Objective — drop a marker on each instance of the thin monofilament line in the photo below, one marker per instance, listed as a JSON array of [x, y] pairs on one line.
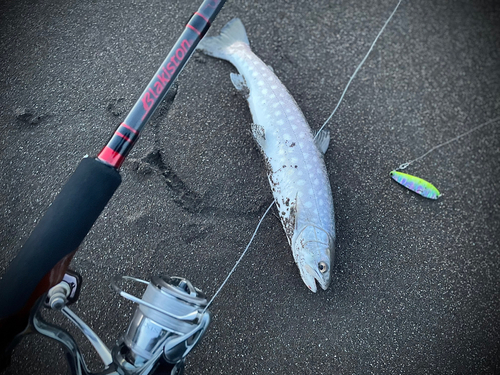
[[359, 67], [338, 104], [405, 165], [241, 256]]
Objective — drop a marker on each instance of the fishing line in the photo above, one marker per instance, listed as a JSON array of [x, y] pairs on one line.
[[405, 165], [241, 256], [359, 67], [335, 110]]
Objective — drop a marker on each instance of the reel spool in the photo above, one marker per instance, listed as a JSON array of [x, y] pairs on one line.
[[169, 320]]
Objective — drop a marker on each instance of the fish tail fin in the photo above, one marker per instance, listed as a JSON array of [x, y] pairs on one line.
[[217, 46]]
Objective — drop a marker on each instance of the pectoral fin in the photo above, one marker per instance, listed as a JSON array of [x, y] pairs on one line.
[[322, 140], [259, 135]]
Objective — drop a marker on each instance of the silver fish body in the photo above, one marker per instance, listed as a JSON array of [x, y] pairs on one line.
[[294, 157]]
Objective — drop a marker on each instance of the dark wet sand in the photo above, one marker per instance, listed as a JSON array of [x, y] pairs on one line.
[[416, 282]]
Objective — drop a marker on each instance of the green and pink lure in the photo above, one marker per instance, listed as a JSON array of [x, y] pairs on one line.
[[416, 184]]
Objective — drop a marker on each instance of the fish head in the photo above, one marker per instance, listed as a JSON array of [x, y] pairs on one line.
[[313, 250]]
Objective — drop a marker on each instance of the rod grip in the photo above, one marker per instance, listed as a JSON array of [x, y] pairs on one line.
[[59, 232]]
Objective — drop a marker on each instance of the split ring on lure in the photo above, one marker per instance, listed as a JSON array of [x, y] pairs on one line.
[[416, 184]]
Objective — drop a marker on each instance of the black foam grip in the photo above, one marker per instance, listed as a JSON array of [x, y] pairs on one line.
[[60, 231]]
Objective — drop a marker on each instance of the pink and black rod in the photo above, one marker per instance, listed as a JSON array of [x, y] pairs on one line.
[[125, 136], [44, 258]]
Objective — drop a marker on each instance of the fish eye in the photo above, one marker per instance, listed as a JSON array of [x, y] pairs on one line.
[[323, 267]]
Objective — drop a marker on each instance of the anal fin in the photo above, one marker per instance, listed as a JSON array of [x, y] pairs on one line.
[[240, 84]]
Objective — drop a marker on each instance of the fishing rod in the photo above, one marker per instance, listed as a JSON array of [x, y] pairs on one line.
[[44, 258]]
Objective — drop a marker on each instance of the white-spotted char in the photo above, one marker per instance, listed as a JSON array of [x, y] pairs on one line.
[[294, 157]]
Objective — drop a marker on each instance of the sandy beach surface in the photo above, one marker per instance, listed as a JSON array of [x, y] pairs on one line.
[[416, 283]]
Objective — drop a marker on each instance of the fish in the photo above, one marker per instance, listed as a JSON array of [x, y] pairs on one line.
[[294, 157], [416, 184]]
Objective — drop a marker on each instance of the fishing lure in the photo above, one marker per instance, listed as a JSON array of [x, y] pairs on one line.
[[416, 184]]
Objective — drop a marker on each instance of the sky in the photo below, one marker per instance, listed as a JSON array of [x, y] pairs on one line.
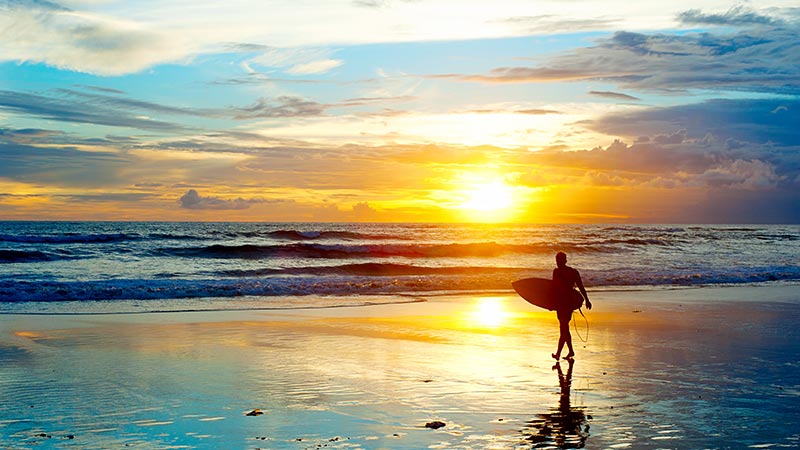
[[566, 111]]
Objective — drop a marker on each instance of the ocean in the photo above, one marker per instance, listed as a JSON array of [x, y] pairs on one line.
[[63, 267]]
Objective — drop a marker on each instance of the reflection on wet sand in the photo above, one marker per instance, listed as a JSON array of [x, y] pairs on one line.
[[563, 427]]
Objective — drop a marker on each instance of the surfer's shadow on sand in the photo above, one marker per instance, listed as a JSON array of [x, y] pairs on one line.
[[564, 426]]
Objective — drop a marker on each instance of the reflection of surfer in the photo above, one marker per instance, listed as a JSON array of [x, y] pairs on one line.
[[565, 426], [566, 277]]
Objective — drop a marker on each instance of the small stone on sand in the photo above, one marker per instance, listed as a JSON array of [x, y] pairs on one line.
[[435, 425]]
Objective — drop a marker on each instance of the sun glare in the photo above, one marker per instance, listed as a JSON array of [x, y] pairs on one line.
[[487, 200], [490, 313]]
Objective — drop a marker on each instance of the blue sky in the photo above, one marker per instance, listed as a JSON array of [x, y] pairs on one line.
[[392, 110]]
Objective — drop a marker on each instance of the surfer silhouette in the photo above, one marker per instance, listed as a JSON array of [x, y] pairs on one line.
[[566, 277]]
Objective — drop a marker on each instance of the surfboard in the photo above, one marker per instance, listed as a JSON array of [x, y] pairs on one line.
[[546, 294]]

━━━━━━━━━━━━━━━━━━━━

Problem details: Write the "Objective — drop a marker on each instance of the blue" line and all later lines exactly. Stop at the end of the data.

Solution for this exercise:
Objective — drop a marker on each instance of the blue sky in the photo above, one marker per instance, listed as a JSON array of [x, y] pairs on one line.
[[392, 110]]
Objective — drop a marker on each instance of the surfer silhouette in the photo above, one marker per instance, listed as a JSON array of [x, y] pairs on one line.
[[566, 277]]
Objective — drop a marker on each instance of the surfboard in the photo above, one marker per instance, listed as a JSON array of [x, y] pairs on one line.
[[546, 294]]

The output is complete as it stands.